▶ Work required: Use the entries below and reproduce exactly the lines from the one containing "For every instance of the green" down to the one containing "[[11, 38], [54, 13], [23, 24]]", both of them included.

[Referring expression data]

____

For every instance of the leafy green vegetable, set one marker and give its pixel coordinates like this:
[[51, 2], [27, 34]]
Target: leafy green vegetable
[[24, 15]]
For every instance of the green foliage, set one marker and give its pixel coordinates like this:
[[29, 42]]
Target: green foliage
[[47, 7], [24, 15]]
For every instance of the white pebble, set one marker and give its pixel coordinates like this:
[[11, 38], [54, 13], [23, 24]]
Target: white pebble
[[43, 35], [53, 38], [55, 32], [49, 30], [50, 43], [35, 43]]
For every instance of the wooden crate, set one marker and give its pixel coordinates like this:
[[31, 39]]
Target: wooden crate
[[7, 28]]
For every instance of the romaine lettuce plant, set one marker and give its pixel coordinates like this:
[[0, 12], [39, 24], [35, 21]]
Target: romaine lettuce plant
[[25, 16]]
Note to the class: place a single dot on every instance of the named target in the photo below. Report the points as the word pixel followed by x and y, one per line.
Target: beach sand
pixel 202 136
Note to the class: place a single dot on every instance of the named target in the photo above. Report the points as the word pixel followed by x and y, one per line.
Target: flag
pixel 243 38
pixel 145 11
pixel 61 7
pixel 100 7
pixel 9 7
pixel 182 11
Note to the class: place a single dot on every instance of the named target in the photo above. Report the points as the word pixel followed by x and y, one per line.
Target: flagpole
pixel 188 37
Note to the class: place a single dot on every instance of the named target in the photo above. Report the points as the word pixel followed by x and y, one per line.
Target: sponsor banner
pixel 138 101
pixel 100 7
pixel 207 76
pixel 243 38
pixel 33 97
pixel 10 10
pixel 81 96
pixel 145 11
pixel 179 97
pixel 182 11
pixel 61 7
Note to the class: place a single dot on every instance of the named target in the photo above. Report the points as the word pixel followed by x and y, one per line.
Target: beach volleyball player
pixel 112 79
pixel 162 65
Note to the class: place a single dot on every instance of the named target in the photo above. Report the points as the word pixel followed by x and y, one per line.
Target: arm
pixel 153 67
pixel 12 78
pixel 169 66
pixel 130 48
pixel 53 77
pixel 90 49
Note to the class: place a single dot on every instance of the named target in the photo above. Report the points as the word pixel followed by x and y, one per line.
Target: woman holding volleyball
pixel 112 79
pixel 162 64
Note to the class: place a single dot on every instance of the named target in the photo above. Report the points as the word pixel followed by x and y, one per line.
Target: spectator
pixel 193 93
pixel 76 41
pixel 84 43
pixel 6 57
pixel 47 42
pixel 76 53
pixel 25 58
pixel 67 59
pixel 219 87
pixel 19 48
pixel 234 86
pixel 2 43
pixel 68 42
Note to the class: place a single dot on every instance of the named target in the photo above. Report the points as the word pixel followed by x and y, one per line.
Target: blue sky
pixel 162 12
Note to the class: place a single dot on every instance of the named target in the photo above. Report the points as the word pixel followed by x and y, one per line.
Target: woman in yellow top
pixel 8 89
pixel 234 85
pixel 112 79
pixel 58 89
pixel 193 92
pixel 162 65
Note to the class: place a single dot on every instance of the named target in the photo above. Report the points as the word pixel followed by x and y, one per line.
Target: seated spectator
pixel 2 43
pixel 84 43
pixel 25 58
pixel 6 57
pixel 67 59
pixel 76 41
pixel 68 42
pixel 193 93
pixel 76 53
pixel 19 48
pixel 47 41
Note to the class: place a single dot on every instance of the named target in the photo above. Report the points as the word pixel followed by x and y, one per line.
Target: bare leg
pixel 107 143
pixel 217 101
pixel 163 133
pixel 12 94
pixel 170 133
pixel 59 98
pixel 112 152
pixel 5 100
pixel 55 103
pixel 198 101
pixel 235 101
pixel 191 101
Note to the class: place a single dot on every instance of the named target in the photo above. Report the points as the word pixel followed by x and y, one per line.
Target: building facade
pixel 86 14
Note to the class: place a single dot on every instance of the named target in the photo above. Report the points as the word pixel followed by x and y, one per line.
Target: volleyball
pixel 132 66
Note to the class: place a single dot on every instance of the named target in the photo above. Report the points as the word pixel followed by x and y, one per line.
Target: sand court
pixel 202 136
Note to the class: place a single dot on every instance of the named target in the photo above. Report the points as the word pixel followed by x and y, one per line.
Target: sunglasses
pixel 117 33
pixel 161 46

____

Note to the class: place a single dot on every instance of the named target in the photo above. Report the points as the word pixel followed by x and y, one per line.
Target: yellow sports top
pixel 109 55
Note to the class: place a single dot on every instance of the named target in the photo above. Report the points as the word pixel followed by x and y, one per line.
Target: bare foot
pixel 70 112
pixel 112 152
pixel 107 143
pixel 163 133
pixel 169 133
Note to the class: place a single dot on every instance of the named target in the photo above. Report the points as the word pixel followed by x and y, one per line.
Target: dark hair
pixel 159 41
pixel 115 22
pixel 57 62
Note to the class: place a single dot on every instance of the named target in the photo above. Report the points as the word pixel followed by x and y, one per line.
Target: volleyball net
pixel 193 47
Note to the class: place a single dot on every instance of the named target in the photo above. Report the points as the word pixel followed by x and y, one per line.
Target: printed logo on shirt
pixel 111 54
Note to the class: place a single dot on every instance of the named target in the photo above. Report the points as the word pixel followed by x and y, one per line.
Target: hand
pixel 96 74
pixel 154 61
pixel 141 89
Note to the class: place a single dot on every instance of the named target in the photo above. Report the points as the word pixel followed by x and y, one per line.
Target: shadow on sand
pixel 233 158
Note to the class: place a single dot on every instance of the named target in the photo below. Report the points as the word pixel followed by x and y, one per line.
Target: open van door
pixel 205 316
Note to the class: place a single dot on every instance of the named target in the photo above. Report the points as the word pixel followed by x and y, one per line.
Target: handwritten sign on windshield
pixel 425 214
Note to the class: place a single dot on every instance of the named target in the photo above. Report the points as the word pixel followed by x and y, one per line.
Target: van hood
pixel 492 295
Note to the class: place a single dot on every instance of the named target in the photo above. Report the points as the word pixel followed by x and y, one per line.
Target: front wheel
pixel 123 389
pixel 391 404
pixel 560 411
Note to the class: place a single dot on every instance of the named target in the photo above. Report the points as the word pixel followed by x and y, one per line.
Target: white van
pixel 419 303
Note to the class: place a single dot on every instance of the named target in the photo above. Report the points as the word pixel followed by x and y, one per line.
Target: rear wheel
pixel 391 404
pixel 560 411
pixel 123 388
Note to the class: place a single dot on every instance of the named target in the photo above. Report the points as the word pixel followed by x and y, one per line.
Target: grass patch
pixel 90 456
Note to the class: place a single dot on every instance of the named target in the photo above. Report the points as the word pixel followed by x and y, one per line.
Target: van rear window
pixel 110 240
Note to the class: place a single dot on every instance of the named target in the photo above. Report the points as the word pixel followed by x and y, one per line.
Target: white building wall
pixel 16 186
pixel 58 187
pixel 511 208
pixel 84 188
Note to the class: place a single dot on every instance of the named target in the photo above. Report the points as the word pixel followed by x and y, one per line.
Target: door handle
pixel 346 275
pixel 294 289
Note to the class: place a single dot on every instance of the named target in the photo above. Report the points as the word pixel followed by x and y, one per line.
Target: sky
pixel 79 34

____

▶ Answer to this exercise:
For every instance of the green foliage, set one marker and give its pixel coordinates like this:
[[29, 42]]
Target: green foliage
[[47, 7], [24, 15]]
For every instance of the white pebble, set one marker and give its pixel coordinates like this:
[[11, 38], [54, 13], [23, 24]]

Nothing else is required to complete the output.